* Quoted passage:
━━━━━━━━━━━━━━━━━━━━

Feeling isolated and unwelcome in their own departments is an ongoing issue for many women

The contrast in male and female representation in some SFU programs is starker than many students might have thought.

For Melissa Mah, a fifth-year student in electronics engineering and co-president of SFU’s Women in Engineering, the disproportionate gender distribution in her program is most visually apparent in the classroom. “To this day, I’m still shocked walking into lecture halls or tutorial rooms and being able to count the number of females on my fingers. There are times when myself and another girl are the only females in the class,” she told The Peak.

Female enrolment in the faculty of applied sciences has been on the increase over the last few years, most recently peaking at a fifth of all students in engineering, according to data from the SFU’s Institutional Research and Planning. However, that still leaves the number of females in the faculty at only 20% in engineering, 18% in computing science, and 11% in mechatronics.

━━━━━━━━━━━━━━━━━━━━

* Supplied entries:
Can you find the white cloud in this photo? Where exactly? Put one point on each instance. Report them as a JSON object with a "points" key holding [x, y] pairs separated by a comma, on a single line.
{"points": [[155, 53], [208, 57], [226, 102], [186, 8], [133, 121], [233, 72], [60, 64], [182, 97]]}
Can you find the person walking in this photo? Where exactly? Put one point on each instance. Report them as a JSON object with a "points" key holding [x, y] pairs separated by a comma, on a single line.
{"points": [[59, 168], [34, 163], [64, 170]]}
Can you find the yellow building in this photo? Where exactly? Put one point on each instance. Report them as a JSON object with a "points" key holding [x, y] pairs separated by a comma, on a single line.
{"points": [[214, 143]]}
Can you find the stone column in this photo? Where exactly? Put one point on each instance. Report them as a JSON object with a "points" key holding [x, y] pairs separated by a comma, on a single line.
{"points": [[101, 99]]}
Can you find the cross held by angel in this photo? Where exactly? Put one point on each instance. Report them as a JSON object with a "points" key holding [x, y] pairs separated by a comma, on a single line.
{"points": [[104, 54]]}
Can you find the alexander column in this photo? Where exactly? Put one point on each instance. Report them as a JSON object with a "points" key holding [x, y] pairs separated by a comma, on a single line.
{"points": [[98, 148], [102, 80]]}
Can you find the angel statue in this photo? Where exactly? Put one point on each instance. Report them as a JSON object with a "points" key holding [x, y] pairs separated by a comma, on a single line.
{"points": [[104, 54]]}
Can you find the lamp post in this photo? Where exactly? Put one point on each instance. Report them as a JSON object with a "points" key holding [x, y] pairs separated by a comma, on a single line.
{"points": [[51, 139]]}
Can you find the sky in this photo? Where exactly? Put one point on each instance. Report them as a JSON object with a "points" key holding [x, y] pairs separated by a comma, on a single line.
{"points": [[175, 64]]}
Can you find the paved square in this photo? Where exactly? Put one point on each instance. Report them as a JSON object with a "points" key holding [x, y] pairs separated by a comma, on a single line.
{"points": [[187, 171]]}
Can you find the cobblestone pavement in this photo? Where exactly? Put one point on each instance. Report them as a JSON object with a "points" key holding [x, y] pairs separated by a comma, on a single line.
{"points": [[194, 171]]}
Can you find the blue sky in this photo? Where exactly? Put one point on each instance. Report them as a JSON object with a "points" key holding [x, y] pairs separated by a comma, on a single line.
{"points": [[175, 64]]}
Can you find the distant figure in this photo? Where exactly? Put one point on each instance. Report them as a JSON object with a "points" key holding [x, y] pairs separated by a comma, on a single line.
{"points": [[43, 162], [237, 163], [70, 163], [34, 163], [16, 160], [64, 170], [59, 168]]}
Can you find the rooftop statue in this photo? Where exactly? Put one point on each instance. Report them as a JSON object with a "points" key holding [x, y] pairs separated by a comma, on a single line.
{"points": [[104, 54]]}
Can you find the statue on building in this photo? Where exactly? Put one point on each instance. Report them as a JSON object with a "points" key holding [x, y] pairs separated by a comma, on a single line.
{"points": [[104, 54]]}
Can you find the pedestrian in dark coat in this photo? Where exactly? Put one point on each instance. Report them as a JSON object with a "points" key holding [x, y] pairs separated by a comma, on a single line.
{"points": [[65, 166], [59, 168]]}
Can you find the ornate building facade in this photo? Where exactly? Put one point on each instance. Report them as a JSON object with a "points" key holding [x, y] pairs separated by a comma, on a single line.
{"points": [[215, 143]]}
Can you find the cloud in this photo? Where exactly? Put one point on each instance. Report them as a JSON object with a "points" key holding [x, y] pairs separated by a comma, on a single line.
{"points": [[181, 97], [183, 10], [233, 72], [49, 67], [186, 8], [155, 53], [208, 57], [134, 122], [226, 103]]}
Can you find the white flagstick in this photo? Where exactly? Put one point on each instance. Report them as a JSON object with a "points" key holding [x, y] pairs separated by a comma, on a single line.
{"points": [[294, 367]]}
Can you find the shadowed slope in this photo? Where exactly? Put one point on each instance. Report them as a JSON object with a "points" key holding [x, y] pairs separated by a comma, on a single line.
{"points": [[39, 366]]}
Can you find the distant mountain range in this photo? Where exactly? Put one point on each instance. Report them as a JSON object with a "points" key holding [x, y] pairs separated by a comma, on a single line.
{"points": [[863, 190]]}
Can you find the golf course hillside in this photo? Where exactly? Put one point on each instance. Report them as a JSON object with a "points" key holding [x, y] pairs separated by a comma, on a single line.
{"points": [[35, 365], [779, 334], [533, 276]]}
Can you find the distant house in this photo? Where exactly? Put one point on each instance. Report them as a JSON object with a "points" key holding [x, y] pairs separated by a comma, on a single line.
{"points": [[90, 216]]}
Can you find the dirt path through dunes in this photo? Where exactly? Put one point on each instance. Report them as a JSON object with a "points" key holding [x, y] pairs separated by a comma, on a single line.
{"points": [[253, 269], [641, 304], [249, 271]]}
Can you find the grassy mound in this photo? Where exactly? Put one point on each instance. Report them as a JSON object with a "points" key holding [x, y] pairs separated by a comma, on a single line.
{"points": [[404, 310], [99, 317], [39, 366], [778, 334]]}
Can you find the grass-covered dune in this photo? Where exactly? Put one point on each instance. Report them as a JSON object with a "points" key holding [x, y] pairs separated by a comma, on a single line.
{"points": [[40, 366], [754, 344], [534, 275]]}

━━━━━━━━━━━━━━━━━━━━

According to the piece on women in SFU programs, what share of students in mechatronics are female?

11%